● Seçilen Metin
AKP’nin NATO zirvesinde sergilediği performans, İsveç ve Finlandiya’nın üyeliği kozunu kullanması, dün “hayır” dediği şeye bugün onay vermesi, bize döneklik gibi gelse de AKP açısından oldukça normal ve hatta iyi bir şey.
Eski Türkiye’deki bir hükümet Madrid’deki NATO zirvesine katılsa hiçbir pazarlığa girmeden İsveç ve Finlandiya’nın haklı olup olmadığına bakar, kararını verirdi. AKP pragmatizminin farkı burada ortaya çıkıyor.
Bir hükümet, ülkesinin çıkarları gereği politika değişikliğine gidebilir, bugün düşman olduğuyla yarın dost olabilir. AKP’nin yaptığı ise Türkiye’nin çıkarlarından bağımsız olarak sırf kendi çıkarları doğrultusunda Türkiye’yi tehlikeye atmak pahasına bile olsa kendi politikasını uygulama cesareti ve becerisidir.
Her ne kadar anlayamasak da, eleştirsek de AKP’lilerin omurgasızlıklarını kendi çıkarları için kullanma becerilerini bir yerde takdir etmek gerek.
Erdoğan, önceki günkü 4’lü zirvedeki U dönüşüyle ve Biden ile görüşme gerçekleştirerek kendi iktidarını korumak adına çok önemli adımlar attı. İsveç ve Finlandiya’nın üyelik sürecinin 8 ay sürecek olması, AKP’nin seçimlerin hemen öncesindeki bir süreçte tekrar konuyu pazarlık malzemesi yapabileceği anlamına geliyor.

● Görevler ve Alıştırmalar
1: NATO zirvesi hakkındaki metne göre İsveç ve Finlandiya'nın üyelik sürecinin ne kadar süreceğini yazın.
2: NATO zirvesi hakkındaki metinde İsveç ve Finlandiya'nın üyelik sürecinin 8 ay sürmesinin AKP açısından neden önemli görüldüğünü bir ila üç cümleyle açıklayın.

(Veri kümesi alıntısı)
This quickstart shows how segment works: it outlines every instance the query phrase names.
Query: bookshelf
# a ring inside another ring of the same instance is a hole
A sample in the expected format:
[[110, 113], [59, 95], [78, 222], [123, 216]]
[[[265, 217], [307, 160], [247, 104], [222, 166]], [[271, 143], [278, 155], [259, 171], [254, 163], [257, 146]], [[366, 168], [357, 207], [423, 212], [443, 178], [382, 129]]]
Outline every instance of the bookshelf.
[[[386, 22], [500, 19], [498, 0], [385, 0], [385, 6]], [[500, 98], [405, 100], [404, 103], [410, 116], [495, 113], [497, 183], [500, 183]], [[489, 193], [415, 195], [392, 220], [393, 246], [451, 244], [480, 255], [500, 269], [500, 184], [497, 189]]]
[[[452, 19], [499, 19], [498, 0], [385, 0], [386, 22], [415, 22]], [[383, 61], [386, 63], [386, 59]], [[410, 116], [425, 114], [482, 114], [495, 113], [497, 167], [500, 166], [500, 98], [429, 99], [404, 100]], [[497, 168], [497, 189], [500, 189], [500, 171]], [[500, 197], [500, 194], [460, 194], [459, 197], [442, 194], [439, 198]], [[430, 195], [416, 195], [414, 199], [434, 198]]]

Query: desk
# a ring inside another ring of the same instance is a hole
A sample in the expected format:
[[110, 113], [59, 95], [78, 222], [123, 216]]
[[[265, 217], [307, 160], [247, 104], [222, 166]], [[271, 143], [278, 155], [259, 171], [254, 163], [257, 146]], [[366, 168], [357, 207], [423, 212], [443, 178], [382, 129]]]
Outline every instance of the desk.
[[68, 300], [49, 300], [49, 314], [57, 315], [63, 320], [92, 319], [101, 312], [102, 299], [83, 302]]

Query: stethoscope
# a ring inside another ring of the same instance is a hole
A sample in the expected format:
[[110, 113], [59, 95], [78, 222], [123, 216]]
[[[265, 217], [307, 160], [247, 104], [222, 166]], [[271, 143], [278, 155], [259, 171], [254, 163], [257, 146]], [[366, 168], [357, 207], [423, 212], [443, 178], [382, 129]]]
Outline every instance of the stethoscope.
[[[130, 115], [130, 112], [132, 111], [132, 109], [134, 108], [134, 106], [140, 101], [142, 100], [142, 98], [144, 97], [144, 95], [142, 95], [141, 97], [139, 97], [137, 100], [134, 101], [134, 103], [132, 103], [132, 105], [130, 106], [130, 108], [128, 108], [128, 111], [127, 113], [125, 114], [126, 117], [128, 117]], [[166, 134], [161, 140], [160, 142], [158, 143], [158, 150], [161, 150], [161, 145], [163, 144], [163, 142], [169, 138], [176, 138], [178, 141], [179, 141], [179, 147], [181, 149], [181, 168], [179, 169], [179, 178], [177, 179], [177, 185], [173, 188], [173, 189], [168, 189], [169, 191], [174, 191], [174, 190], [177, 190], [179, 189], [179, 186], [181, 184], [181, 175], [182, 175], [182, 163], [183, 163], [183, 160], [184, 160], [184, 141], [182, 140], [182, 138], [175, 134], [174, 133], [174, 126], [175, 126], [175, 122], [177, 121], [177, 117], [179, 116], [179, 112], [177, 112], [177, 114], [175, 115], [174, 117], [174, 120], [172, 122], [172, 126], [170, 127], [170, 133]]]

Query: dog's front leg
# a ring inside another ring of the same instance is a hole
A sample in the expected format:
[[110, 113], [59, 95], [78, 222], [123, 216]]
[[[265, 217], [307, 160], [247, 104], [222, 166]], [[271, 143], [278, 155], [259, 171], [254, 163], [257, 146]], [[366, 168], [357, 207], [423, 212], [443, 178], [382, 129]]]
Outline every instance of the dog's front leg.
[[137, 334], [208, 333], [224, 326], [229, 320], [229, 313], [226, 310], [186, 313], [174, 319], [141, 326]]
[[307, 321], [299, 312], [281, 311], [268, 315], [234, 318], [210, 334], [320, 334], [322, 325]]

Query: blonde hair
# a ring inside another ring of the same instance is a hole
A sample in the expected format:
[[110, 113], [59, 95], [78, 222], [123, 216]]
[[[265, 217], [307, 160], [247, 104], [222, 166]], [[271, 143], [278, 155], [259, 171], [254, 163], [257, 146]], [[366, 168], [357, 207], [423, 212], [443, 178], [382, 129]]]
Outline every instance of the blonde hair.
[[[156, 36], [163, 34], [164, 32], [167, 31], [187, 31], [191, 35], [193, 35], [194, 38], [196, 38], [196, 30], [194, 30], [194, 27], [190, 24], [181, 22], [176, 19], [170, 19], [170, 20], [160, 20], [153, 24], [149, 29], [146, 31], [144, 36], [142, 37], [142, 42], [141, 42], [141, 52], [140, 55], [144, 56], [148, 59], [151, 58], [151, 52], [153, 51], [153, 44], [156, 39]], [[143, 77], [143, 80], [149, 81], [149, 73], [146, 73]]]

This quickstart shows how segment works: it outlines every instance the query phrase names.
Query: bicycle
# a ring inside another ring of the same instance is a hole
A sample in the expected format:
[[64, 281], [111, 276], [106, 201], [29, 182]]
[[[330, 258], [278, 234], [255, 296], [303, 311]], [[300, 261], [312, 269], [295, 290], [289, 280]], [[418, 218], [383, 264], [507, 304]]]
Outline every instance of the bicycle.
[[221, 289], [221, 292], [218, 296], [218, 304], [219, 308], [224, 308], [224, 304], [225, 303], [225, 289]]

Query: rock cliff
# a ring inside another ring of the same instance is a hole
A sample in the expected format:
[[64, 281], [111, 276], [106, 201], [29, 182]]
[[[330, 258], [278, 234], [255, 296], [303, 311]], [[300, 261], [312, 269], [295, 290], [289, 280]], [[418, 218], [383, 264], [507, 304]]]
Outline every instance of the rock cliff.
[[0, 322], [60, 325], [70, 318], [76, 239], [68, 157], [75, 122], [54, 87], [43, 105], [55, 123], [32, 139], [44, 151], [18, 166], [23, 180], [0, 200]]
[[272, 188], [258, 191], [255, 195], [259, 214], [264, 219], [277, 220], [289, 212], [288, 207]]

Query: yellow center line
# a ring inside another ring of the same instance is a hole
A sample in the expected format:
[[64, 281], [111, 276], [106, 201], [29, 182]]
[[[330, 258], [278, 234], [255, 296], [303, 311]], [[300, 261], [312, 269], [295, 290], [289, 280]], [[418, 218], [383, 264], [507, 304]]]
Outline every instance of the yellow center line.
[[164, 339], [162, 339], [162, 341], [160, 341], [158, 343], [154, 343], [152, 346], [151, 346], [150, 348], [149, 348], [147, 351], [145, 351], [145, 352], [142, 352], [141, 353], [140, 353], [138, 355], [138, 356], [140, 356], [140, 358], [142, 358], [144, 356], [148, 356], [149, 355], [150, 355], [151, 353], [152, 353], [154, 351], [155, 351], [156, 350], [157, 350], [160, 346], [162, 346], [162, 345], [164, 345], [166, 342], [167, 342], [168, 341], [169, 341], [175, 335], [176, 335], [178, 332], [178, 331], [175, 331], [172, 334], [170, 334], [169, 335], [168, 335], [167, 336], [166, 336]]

* * *

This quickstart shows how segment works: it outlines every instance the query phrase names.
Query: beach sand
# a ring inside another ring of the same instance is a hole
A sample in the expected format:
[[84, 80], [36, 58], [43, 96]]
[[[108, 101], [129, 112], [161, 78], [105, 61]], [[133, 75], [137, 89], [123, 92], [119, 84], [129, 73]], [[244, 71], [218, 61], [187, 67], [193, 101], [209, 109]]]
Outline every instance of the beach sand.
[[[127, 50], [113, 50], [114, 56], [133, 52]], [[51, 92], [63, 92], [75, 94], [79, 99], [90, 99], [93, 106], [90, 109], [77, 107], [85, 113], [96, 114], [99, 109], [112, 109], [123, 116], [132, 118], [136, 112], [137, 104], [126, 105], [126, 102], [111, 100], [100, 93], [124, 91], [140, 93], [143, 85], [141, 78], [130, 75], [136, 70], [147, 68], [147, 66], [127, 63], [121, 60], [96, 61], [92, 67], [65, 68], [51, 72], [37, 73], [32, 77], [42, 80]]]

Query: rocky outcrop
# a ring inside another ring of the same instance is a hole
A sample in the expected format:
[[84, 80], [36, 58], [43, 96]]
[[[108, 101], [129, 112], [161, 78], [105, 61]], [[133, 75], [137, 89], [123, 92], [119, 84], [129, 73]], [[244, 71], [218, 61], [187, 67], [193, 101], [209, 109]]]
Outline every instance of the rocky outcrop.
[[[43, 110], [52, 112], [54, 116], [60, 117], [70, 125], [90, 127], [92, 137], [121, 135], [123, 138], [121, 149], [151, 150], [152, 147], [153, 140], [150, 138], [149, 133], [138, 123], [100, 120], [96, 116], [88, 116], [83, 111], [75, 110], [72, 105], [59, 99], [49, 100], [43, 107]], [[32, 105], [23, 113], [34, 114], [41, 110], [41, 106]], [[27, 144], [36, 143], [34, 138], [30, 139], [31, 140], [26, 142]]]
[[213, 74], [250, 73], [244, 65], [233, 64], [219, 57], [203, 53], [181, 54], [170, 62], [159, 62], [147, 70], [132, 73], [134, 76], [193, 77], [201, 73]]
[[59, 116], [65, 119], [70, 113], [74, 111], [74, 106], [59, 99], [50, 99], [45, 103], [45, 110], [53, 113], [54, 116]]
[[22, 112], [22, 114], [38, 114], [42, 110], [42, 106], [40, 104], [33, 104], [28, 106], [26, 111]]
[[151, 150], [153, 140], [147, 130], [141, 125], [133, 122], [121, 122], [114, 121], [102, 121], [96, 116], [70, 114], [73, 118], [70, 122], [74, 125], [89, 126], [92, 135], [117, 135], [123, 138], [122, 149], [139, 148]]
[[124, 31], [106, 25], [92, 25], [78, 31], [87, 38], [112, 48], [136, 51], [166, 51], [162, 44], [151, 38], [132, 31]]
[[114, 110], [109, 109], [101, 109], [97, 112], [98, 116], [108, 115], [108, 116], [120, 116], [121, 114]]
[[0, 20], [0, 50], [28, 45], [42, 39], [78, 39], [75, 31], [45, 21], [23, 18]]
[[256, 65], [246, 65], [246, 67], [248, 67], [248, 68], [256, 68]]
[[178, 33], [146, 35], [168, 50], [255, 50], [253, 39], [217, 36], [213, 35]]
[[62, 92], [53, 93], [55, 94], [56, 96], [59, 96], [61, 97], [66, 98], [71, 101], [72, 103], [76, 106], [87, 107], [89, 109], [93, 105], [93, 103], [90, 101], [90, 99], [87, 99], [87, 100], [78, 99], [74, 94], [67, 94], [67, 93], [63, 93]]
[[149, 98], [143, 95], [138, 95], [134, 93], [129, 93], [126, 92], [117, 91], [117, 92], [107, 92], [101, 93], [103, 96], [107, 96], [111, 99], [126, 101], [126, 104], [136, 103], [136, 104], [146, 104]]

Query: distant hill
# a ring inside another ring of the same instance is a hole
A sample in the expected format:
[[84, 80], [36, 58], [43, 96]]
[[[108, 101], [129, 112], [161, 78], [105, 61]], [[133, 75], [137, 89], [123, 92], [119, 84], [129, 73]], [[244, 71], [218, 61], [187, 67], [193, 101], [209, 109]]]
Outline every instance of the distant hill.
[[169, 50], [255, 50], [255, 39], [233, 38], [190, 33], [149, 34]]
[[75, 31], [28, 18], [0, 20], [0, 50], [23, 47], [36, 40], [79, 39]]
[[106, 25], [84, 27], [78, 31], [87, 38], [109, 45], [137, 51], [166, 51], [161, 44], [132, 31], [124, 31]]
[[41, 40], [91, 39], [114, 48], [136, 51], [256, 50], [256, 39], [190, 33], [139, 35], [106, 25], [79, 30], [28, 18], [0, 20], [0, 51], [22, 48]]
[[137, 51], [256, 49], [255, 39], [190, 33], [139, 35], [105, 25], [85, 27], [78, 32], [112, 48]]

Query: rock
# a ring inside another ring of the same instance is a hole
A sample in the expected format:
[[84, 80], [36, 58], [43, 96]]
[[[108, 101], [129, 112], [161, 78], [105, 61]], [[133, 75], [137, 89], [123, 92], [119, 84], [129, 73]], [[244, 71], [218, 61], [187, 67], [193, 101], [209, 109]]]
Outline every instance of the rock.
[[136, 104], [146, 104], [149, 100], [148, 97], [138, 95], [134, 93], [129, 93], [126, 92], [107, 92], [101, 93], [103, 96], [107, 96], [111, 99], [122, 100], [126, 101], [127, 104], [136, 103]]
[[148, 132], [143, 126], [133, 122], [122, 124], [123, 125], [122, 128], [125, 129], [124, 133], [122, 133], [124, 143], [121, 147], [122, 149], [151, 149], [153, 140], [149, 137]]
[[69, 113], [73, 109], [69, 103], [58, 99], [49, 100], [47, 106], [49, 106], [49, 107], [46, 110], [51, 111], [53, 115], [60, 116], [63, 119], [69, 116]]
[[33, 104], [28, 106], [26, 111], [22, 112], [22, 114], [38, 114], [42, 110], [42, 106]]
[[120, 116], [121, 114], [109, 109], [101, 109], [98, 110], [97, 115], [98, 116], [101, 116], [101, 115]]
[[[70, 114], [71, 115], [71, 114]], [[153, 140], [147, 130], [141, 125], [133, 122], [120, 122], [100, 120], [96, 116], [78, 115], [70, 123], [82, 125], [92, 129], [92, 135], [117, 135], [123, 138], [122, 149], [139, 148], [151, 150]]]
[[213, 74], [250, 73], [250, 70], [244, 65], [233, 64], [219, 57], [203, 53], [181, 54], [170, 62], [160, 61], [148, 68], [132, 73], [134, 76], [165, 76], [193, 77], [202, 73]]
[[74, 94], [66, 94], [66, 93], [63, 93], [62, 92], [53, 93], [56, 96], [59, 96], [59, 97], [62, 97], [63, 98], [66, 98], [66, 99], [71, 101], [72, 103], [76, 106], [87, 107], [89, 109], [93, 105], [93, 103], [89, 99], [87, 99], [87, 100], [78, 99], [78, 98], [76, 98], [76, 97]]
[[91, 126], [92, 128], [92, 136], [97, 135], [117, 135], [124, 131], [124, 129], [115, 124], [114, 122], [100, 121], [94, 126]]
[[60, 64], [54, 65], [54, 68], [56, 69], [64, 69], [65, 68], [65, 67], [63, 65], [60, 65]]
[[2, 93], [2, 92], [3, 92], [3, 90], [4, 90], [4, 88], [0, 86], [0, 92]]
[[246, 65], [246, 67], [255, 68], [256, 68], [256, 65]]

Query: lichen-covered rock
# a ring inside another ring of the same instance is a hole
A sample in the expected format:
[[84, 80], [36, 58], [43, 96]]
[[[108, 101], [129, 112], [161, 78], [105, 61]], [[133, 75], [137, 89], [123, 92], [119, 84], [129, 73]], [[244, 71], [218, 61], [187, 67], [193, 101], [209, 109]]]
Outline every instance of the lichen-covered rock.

---

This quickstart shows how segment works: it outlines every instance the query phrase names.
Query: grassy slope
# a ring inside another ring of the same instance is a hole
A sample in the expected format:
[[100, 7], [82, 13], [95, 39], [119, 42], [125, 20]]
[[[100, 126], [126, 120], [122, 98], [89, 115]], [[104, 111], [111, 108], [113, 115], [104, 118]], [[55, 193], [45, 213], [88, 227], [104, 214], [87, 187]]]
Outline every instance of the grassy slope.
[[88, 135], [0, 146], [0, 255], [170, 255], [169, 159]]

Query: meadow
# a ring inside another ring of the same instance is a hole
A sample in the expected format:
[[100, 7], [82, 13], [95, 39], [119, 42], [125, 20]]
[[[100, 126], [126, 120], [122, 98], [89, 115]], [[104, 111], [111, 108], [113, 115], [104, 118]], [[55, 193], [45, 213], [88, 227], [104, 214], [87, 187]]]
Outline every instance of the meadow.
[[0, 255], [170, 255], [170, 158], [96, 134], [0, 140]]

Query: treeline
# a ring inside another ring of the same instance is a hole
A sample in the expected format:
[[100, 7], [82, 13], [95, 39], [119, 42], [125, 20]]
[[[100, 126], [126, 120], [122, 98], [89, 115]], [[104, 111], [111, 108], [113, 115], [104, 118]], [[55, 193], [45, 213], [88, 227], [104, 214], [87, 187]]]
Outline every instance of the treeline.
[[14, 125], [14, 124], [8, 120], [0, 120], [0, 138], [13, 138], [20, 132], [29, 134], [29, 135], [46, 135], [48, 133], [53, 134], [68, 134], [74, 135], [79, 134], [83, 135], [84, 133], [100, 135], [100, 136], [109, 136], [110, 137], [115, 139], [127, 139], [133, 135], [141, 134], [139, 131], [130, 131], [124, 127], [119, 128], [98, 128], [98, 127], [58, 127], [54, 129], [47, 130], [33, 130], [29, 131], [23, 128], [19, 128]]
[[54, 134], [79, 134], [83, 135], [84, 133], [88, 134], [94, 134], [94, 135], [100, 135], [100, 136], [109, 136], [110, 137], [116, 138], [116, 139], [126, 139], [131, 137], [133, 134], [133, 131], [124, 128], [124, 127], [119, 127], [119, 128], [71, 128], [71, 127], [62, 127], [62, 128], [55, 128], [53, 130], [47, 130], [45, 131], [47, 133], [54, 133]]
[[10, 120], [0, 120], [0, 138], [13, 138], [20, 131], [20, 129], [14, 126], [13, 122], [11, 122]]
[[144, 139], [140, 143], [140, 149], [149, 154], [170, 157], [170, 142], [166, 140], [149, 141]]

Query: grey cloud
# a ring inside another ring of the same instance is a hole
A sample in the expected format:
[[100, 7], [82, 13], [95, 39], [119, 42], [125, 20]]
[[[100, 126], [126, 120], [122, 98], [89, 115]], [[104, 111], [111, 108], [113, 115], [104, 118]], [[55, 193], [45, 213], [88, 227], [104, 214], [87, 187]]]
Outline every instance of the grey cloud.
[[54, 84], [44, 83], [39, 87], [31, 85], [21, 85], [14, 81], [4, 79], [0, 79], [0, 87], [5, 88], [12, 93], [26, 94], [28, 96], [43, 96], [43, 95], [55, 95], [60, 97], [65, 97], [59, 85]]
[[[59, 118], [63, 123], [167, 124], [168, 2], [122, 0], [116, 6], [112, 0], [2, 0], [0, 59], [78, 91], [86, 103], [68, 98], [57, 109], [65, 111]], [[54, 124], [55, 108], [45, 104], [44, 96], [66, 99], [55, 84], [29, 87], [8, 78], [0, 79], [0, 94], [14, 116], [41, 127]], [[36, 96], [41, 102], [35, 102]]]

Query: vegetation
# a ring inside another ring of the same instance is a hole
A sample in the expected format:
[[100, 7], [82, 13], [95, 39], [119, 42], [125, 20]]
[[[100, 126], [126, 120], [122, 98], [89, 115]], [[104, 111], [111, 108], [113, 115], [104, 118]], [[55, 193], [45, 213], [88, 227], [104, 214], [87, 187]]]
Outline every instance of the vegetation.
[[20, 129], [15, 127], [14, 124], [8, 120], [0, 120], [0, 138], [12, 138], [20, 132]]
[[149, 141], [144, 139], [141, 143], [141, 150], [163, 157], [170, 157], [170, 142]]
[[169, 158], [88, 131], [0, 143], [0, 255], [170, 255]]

● Beklenen Çıktılar
1: Üyelik süreci 8 ay sürecek.

2: Süreç 8 ay süreceği için AKP, seçimlerin hemen öncesindeki dönemde konuyu yeniden pazarlık malzemesi yapabilecek.